Selection ::
Hence start with a particle binary image, generate the watershed,  
measure the area of the regions. The variation, skewness even  
kurtosis of the area distribution are some sort of measure of disorder.
Karsten

Am 13.03.2007 um 18:23 schrieb Dan Batzel:

> Thanks for helping me to better frame my question.
>
> I am looking to somehow establish the "disorder" of the particles  
> in the
> image.
>
> Their deviation from a grid might be an interesting way to quantify  
> this
> disorder.
>
> -----Original Message-----
> From: ImageJ Interest Group [mailto:[hidden email]] On Behalf Of
> Johannes Schindelin
> Sent: Tuesday, March 13, 2007 12:47 PM
> To: [hidden email]
> Subject: Re: Interparticle distance
>
> Hi,
>
> On Tue, 13 Mar 2007, Dan Batzel wrote:
>
>> Great program.  I am a newbie with a bunch of particles and need to
>> calculate the average distance between them.  There must be a way.

The problem ::
Carry on the email thread about measuring interparticle distance, picking up after its final sentence.

[Point labeling examples]
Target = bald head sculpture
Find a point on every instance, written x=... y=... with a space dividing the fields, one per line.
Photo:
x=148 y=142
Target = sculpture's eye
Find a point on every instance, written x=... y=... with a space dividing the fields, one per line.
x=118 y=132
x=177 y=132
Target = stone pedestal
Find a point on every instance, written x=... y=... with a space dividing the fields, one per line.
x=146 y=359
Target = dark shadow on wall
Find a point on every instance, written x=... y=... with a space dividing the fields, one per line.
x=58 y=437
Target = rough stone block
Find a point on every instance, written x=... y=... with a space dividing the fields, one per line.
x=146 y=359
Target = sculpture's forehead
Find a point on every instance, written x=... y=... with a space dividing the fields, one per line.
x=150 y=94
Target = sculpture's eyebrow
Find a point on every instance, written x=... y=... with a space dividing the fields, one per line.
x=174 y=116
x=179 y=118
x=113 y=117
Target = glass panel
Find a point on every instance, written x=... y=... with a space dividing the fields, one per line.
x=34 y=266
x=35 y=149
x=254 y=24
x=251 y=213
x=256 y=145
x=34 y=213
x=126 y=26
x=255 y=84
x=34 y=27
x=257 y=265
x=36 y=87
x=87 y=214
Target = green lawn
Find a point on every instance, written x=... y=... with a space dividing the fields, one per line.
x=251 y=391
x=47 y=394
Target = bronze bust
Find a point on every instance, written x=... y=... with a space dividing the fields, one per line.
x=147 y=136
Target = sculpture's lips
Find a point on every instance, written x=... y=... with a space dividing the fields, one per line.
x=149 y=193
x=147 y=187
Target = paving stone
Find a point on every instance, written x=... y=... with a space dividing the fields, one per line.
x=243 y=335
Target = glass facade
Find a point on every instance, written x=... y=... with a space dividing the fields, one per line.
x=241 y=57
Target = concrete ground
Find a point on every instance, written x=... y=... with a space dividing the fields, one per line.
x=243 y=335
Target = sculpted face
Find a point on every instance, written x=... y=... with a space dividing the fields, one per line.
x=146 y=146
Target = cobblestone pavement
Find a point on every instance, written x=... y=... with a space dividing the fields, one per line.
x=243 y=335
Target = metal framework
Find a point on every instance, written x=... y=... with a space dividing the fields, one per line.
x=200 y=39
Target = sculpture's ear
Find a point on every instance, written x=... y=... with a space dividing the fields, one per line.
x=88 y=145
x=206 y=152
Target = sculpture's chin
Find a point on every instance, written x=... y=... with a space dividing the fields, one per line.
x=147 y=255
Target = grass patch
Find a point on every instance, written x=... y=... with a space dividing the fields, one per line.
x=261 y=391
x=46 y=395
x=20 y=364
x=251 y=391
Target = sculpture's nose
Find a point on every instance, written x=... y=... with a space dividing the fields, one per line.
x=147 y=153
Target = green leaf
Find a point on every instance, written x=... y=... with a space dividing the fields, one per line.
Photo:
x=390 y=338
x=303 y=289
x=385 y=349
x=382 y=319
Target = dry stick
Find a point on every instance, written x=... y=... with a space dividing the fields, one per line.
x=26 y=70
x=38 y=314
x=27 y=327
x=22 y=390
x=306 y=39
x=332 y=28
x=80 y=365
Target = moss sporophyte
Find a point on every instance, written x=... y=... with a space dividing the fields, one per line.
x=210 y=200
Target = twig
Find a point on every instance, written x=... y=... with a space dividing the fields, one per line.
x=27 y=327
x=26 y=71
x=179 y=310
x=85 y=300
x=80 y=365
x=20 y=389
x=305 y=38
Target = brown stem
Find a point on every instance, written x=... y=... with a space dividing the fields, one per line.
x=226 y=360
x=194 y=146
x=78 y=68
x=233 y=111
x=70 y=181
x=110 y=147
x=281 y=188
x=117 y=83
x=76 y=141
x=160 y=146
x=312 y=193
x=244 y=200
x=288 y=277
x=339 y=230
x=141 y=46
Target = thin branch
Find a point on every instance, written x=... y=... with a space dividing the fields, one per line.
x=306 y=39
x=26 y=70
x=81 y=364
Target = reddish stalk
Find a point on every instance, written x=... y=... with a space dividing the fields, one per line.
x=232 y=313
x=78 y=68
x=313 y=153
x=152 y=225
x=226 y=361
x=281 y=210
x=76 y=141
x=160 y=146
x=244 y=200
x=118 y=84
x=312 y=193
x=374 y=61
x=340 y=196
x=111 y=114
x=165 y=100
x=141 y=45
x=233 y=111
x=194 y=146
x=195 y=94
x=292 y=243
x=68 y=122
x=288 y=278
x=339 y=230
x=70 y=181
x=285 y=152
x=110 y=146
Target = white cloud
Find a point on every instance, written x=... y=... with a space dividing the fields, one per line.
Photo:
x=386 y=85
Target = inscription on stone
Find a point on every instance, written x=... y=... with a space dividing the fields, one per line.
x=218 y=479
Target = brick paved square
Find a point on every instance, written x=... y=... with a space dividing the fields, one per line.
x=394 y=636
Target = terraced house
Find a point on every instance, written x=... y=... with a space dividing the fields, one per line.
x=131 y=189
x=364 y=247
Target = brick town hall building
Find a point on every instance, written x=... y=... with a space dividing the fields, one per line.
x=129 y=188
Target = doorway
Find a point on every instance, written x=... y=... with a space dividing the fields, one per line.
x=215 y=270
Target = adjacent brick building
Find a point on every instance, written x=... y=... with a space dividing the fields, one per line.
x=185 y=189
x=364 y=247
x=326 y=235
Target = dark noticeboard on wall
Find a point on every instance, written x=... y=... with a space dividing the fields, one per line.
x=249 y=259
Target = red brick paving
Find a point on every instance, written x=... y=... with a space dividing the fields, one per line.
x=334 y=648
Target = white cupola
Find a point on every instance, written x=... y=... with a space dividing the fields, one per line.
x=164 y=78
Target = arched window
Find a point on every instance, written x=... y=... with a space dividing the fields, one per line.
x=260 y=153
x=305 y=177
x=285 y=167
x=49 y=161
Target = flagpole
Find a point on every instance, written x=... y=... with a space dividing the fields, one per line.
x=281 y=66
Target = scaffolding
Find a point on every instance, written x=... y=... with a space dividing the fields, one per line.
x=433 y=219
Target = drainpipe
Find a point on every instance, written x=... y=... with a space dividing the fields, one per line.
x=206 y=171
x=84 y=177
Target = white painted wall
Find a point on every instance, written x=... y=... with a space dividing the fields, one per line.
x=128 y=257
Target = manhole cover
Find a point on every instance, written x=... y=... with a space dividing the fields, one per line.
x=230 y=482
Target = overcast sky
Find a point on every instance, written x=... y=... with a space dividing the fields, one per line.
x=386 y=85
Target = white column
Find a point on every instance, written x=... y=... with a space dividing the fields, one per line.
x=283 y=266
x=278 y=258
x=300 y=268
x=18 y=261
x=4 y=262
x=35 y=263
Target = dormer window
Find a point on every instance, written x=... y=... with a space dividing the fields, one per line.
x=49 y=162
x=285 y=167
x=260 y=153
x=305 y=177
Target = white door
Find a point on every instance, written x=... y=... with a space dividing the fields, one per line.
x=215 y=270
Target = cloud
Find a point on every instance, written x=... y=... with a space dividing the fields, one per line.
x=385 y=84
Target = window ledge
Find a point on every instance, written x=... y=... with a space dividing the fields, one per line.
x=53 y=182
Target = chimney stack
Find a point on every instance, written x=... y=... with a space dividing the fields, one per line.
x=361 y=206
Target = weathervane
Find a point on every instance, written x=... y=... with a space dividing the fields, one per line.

Reply to the exercise ::
>
> First you must decide what you want _exactly_. Do you want the average
> distance between _neighbouring_ particles? Or do you want to get the
> next
> neighbour for each particle, and average _that_ distance? Or do you  
> want
>
> to have a measure how much the particle layout deviates from a  
> hexagonal
>
> layout?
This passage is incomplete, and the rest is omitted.